**Text passage**

Design surgery: Terms of reference
Feedback and direction are critical to maintain and improve the quality of the design we do.
In teams, we do peer reviews using design crits.
Our design leadership team is accountable for the standard and quality of design. As our team gets larger, we need to maintain the quality of our craft and share expertise across teams. Design leadership will take a more active role in giving direction and feedback.
We’ll do this through a weekly design surgery.
We'll try it for one month and review it at the end of April 2022.
Purpose
- The design surgery will be dedicated time for designers and teams to get direction and feedback from design leadership.
- It will also be time for design leadership to support designers in working through challenging problems and making informed design decisions.
- It will be a space to maintain and improve the quality of the design work, enabling us to create better experiences for our customers and colleagues.

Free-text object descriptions
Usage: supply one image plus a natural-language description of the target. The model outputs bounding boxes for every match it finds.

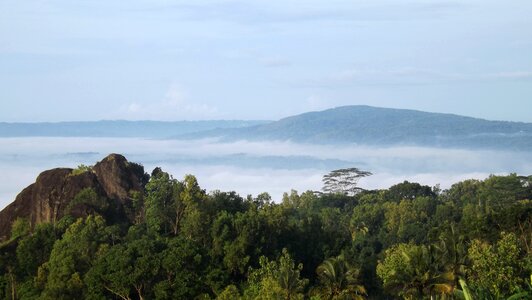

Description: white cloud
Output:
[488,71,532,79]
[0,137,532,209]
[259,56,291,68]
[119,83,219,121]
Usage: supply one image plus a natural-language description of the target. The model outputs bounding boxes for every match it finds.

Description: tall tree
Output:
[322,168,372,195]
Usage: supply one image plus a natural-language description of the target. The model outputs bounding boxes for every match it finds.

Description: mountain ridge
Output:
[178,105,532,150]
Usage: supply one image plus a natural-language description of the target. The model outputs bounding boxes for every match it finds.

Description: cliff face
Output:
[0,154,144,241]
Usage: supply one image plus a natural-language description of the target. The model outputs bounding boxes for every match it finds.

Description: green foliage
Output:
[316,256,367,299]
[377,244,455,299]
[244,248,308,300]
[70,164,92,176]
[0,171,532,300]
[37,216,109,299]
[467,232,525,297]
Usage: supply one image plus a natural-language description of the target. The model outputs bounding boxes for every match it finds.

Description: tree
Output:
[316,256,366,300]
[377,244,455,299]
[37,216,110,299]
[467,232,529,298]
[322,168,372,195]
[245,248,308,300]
---
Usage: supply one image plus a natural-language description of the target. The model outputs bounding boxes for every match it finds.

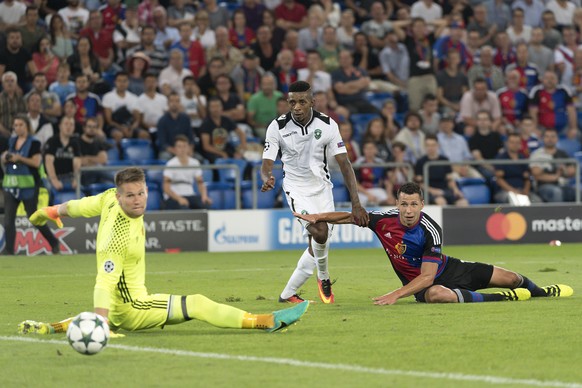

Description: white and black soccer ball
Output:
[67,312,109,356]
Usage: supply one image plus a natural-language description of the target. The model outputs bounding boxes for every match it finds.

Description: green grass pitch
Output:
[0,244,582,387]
==
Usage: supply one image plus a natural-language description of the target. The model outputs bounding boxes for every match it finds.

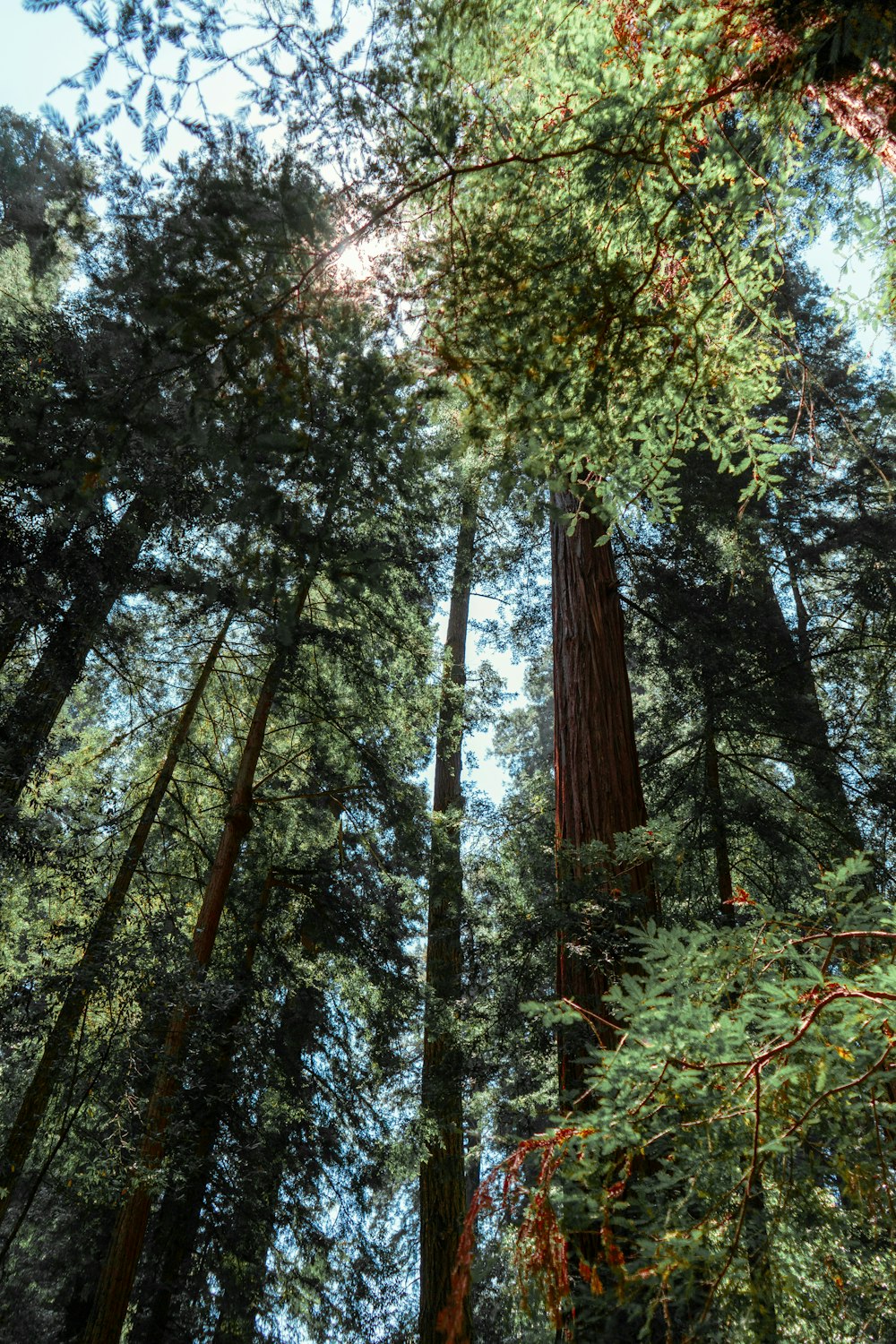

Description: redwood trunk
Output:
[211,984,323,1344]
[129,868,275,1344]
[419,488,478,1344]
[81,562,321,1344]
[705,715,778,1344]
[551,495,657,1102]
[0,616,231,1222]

**Exercise requirements**
Copy the terms of reference from the words "Design surgery: Terms" through the words "of April 2022.", substituting "clinic" for "surgery".

**Expected output**
Design clinic: Terms of reference
Feedback and direction are critical to maintain and improve the quality of the design we do.
In teams, we do peer reviews using design crits.
Our design leadership team is accountable for the standard and quality of design. As our team gets larger, we need to maintain the quality of our craft and share expertise across teams. Design leadership will take a more active role in giving direction and feedback.
We’ll do this through a weekly design clinic.
We'll try it for one month and review it at the end of April 2022.